**PROBLEM REQUIREMENTS**
Copy each line of the data that has "bacon" in it.

=== Section Start ===

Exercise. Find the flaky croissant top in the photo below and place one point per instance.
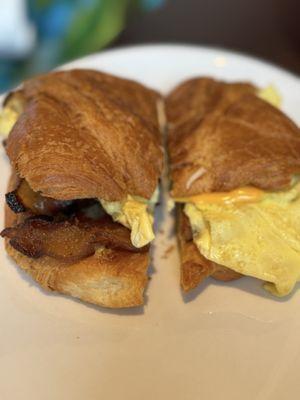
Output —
(223, 136)
(85, 134)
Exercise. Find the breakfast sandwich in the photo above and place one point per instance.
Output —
(234, 167)
(86, 157)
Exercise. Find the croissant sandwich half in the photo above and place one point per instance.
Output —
(235, 165)
(86, 157)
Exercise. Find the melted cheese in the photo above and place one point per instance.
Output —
(245, 194)
(136, 214)
(8, 117)
(271, 95)
(259, 239)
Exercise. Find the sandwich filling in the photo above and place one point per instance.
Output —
(71, 230)
(251, 231)
(135, 213)
(256, 235)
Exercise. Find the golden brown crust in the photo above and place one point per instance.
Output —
(110, 278)
(194, 266)
(85, 134)
(222, 136)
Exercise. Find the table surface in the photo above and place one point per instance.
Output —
(267, 29)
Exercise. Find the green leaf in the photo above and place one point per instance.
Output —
(93, 28)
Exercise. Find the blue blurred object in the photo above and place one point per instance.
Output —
(67, 29)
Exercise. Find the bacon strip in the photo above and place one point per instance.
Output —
(68, 240)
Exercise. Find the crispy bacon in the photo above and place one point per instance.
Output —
(68, 240)
(23, 198)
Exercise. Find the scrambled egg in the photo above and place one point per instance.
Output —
(259, 237)
(136, 213)
(250, 231)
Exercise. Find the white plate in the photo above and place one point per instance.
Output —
(226, 341)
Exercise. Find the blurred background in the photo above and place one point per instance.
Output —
(38, 35)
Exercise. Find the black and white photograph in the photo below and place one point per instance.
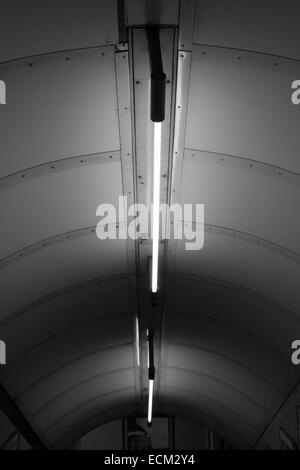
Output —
(149, 228)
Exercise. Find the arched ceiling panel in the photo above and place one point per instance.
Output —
(68, 345)
(243, 108)
(47, 207)
(32, 27)
(265, 210)
(250, 265)
(79, 303)
(238, 307)
(66, 405)
(59, 108)
(211, 363)
(63, 379)
(248, 24)
(63, 264)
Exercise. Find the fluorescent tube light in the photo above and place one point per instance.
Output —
(150, 401)
(156, 205)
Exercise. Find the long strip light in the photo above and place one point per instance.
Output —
(151, 374)
(150, 401)
(156, 205)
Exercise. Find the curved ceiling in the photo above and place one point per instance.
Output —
(68, 307)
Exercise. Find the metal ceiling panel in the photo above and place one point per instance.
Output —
(243, 108)
(35, 27)
(63, 264)
(59, 108)
(268, 27)
(245, 200)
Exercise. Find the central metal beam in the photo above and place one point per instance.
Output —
(158, 77)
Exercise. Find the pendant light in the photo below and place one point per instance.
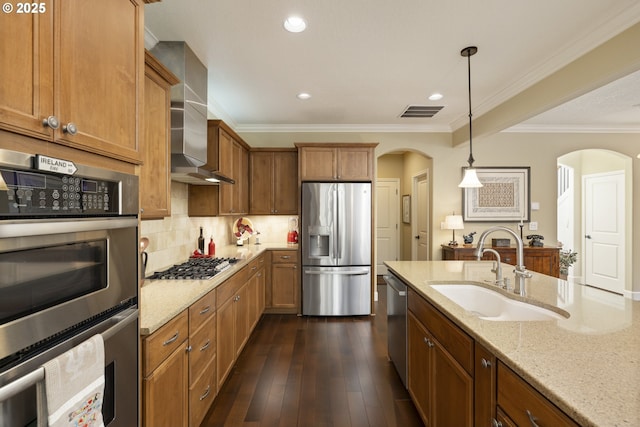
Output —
(470, 179)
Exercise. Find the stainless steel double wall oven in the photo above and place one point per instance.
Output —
(68, 270)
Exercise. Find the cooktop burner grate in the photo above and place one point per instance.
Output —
(195, 269)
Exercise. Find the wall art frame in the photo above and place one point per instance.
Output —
(504, 196)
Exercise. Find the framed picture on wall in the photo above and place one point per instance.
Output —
(504, 196)
(406, 209)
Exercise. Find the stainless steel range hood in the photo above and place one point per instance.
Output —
(188, 115)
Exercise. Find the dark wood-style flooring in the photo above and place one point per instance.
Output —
(315, 371)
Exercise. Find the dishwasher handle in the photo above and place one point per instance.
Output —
(393, 282)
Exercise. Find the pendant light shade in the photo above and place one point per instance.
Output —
(470, 179)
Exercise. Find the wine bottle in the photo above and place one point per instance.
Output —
(212, 247)
(201, 242)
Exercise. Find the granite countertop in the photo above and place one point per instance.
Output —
(588, 364)
(162, 300)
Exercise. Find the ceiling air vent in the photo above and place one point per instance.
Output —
(421, 110)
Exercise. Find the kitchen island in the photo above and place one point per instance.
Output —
(588, 364)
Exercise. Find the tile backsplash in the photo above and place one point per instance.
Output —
(173, 239)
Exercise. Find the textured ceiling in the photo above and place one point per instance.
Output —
(365, 61)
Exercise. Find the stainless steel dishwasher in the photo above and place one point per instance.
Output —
(397, 324)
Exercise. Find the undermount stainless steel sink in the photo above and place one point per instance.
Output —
(488, 304)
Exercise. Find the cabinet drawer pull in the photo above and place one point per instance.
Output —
(172, 339)
(52, 122)
(70, 128)
(206, 393)
(532, 419)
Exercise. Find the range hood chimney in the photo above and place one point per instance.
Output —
(188, 115)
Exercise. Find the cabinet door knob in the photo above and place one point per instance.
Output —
(532, 419)
(52, 122)
(70, 128)
(172, 339)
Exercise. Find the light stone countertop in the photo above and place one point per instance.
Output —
(588, 364)
(161, 300)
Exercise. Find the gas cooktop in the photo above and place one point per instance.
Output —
(195, 269)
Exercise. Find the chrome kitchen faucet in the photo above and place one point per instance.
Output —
(520, 271)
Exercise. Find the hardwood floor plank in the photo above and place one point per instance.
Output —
(315, 372)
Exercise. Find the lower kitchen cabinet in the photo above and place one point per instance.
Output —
(453, 380)
(484, 387)
(202, 357)
(284, 290)
(179, 363)
(165, 388)
(238, 305)
(440, 379)
(521, 404)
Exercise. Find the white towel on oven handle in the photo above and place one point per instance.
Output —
(73, 389)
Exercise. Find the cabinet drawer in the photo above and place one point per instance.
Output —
(159, 345)
(457, 343)
(201, 311)
(203, 348)
(284, 257)
(201, 394)
(255, 265)
(231, 287)
(521, 402)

=== Section End ===

**EXERCISE ANSWER**
Exercise. Find the bacon strip in the photo above and place one point per instance.
Exercise. Find the crispy bacon in the photo above and place one point per instance.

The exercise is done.